**PROVIDED DATA:**

━━━━━━━━━━━━━━━━━━━━━━━━━━━━━━

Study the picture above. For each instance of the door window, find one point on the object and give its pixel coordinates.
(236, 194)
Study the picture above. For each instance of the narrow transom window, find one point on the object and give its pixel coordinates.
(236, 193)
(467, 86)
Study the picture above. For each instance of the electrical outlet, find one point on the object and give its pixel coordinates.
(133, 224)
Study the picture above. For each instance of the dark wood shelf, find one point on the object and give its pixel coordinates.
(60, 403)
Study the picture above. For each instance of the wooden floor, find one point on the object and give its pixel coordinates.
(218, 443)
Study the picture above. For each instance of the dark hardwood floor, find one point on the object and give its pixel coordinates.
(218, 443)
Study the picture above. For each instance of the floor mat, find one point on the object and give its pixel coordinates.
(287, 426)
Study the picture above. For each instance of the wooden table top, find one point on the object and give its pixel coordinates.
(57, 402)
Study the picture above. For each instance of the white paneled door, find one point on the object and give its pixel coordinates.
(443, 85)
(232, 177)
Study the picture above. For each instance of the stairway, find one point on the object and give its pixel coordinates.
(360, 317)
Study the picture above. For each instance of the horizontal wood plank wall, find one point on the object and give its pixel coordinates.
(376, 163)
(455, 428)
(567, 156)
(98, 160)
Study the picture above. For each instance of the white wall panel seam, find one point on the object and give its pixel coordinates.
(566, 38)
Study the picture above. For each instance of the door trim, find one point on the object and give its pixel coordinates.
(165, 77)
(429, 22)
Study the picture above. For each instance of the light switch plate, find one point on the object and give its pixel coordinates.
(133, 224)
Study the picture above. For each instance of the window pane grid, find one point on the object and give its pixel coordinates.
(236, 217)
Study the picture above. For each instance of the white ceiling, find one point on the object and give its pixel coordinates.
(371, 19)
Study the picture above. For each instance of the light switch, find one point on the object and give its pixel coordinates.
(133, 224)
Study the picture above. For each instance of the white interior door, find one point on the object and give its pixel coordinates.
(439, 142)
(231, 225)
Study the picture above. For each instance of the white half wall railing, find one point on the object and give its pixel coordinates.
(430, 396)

━━━━━━━━━━━━━━━━━━━━━━━━━━━━━━

**WHAT YOU NEED TO DO:**
Reproduce all of the data above verbatim, from the first line to the last, without changing any word, number, or punctuation mark.

**RESULT OF THE TASK:**
Study the picture above. For each instance of the door window, find one point on the object and give its pixel coordinates.
(236, 194)
Study the picture above. For each instance of the narrow transom window, find one point on the object and give its pixel coordinates.
(236, 193)
(467, 86)
Study the picture above. For each instance of the electrical outlet, find one point on the object and give its pixel coordinates.
(133, 224)
Study the picture above. For each instance of the dark wood shelf, find one point on the object and give its pixel coordinates.
(60, 403)
Study the picture above. For each instance of the wooden floor, find one point on the object and give its pixel coordinates.
(218, 443)
Study the picture above. For each instance of the dark hardwood floor, find one point on the object and give its pixel coordinates.
(218, 443)
Study the picture above. For each instance of the floor mat, find one point on the object and give its pixel coordinates.
(287, 426)
Study the picture above. For each instance of the wooden table top, find one point on the object and give its pixel coordinates.
(57, 402)
Study the picture above. For each instance of the white paneled door, find one point on the object and give its pixel coordinates.
(443, 85)
(232, 177)
Study the picture above. For each instance of the stairway, find one point on the object and give its pixel coordinates.
(360, 317)
Study the picture above. For each instance of the horizontal wood plank wall, find one point on the object and give its pixel coordinates.
(376, 163)
(455, 428)
(567, 156)
(98, 160)
Study the picture above. For each instance of the white wall panel seam, find one point on the object and give its pixel coordinates.
(566, 38)
Study the picture above. For each instance of the door trim, find one point on the object and give its pixel coordinates.
(165, 77)
(429, 22)
Study the picture above. For each instance of the light switch plate, find one point on the object and give its pixel coordinates.
(133, 224)
Study the picture above. For each instance of the window pane grid, find one point on the object and give its pixel coordinates.
(236, 217)
Study the picture above. For each instance of the white ceiling, find one point on the object and give its pixel coordinates.
(371, 19)
Study the picture above. For each instance of the light switch, find one point on the object and give its pixel coordinates.
(133, 224)
Study the picture above. For each instance of the white interior door, find one point on the object and give its pixel coordinates.
(439, 142)
(231, 225)
Study the picture above. For each instance of the white half wall railing, find one point on the object and give its pixel coordinates.
(430, 396)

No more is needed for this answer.